Records for this task:
▼

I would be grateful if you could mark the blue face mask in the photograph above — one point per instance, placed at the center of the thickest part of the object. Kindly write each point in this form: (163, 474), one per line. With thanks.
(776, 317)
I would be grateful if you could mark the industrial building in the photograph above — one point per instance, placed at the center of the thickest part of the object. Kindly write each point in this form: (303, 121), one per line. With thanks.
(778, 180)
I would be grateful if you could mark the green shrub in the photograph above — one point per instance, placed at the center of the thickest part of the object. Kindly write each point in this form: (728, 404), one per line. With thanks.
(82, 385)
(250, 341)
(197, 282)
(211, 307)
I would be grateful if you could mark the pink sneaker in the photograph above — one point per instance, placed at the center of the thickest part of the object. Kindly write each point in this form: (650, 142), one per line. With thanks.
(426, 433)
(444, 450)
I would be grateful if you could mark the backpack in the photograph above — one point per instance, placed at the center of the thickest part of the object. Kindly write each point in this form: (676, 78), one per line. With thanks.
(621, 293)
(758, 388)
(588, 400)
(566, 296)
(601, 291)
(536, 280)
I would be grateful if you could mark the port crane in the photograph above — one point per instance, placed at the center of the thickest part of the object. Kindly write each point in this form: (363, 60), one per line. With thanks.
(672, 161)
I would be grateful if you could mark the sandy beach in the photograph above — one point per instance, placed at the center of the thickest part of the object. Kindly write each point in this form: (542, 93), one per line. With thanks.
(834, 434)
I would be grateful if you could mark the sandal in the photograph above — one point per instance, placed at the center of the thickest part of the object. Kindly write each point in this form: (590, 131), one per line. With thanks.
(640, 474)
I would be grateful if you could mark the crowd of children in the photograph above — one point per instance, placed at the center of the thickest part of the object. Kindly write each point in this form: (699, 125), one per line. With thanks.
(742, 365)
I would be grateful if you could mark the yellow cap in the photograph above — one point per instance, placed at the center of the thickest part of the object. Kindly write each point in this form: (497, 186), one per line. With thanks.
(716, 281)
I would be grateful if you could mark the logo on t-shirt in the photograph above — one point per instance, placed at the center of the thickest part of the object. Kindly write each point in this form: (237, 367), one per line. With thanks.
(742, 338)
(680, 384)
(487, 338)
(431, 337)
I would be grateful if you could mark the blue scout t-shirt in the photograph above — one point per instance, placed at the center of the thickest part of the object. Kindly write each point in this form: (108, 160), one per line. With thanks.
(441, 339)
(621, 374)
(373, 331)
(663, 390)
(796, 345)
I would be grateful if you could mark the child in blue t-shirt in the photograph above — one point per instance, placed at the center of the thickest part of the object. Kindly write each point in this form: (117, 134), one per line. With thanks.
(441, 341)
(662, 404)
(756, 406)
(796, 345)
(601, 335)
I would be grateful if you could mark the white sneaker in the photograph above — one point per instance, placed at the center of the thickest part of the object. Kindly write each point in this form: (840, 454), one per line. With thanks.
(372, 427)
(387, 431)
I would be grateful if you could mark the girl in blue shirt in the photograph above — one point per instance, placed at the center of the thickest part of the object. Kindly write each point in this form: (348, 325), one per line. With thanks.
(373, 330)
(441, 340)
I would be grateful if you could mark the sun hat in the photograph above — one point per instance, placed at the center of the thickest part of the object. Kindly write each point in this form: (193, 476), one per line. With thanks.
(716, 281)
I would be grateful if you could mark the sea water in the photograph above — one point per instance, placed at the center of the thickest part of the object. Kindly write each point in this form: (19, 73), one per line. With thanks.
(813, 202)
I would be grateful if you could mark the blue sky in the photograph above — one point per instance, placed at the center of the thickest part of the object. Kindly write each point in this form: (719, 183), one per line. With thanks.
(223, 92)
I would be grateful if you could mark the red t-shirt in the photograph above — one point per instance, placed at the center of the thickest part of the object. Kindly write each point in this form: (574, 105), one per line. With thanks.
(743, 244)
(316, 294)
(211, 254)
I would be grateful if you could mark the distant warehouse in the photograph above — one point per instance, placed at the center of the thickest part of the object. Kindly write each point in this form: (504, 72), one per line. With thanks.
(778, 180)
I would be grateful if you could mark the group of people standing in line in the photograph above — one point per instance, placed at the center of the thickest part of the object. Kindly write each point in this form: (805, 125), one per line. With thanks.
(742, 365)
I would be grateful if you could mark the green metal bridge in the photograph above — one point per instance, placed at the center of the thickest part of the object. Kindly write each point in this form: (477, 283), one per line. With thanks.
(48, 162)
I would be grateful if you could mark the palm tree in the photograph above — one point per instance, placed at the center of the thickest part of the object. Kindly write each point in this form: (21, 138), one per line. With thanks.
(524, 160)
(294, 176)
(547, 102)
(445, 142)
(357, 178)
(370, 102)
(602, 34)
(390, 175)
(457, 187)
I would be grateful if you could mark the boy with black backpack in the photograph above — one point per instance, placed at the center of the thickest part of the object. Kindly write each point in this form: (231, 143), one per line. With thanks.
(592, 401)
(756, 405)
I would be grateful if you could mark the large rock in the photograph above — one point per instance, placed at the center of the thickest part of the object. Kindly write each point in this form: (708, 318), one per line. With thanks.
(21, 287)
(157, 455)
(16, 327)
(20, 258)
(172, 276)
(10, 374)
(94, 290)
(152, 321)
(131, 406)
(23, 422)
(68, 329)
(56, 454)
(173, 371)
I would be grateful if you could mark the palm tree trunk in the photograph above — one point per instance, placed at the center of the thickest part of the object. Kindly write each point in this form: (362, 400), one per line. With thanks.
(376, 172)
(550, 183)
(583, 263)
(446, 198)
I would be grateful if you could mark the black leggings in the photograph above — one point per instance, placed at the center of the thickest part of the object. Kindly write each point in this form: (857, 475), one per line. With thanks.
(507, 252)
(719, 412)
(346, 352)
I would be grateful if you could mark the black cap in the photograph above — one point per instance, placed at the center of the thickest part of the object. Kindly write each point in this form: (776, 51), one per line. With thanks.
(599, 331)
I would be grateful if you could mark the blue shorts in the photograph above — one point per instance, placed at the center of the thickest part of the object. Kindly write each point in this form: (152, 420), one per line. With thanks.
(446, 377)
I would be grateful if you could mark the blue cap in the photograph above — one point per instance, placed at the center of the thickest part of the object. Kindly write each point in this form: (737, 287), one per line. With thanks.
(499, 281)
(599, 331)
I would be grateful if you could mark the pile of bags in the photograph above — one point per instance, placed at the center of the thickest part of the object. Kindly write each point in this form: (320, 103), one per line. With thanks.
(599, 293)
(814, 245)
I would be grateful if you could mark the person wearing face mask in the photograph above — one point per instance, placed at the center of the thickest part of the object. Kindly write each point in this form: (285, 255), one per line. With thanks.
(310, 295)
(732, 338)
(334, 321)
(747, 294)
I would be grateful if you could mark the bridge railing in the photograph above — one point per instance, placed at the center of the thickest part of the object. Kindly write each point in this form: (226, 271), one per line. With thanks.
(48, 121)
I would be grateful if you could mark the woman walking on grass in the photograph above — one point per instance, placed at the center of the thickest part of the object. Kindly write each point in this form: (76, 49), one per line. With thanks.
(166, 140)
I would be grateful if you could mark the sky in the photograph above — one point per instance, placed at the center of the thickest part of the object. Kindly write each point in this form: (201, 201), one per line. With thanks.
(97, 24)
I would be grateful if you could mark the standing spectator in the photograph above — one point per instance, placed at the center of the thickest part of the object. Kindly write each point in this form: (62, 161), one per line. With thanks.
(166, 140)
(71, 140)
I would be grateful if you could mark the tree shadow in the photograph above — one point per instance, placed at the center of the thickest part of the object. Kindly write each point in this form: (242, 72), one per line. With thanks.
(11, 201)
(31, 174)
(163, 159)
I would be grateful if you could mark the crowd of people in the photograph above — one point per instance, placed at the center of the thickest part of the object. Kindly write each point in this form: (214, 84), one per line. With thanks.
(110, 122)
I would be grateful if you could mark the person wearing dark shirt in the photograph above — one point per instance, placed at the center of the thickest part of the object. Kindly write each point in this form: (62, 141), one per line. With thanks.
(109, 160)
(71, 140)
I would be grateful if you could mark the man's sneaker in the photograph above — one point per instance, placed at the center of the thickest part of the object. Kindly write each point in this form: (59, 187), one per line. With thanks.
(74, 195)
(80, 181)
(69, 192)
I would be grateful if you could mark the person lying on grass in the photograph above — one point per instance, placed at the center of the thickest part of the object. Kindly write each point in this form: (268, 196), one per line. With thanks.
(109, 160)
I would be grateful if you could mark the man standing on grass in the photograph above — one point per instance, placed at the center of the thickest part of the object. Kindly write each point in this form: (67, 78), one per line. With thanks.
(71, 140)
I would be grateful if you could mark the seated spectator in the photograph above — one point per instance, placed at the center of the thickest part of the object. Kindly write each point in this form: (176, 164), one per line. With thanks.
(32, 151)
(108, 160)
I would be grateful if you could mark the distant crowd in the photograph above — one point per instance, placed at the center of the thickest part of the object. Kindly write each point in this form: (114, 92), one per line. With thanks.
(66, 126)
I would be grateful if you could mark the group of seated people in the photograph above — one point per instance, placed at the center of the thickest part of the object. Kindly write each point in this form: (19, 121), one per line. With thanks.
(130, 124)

▲

Exercise requirements: Everything from the line with "I would be grateful if you could mark the man standing" down to the final line above is to be retyped exactly. Leave the earlier lines out.

Result of the task:
I would be grateful if you could mark the man standing on grass in the photograph above — one point per instance, placed at the center of the thickest part of the object. Kindly write each point in this form: (67, 78), one per line. With thanks.
(71, 140)
I would be grateful if you could mark the seated spectator in the photograph above — one point per instance, placed at the center of the thickest part of the object. Kindly write each point in this form: (176, 164), one per line. With thanks.
(32, 151)
(108, 160)
I would be grateful if you could mark the distant crowd in the photograph above — one point per instance, placed at the center of the thickest part of the object. Kindly write each point in this form: (114, 92), one per line. With thanks.
(66, 126)
I would be grateful if you could mark the group of seated people in the photograph above — one point per instance, placed at the center of the thickest part of the object. Kindly write each point in this form: (19, 121), one per line. With thanks.
(130, 124)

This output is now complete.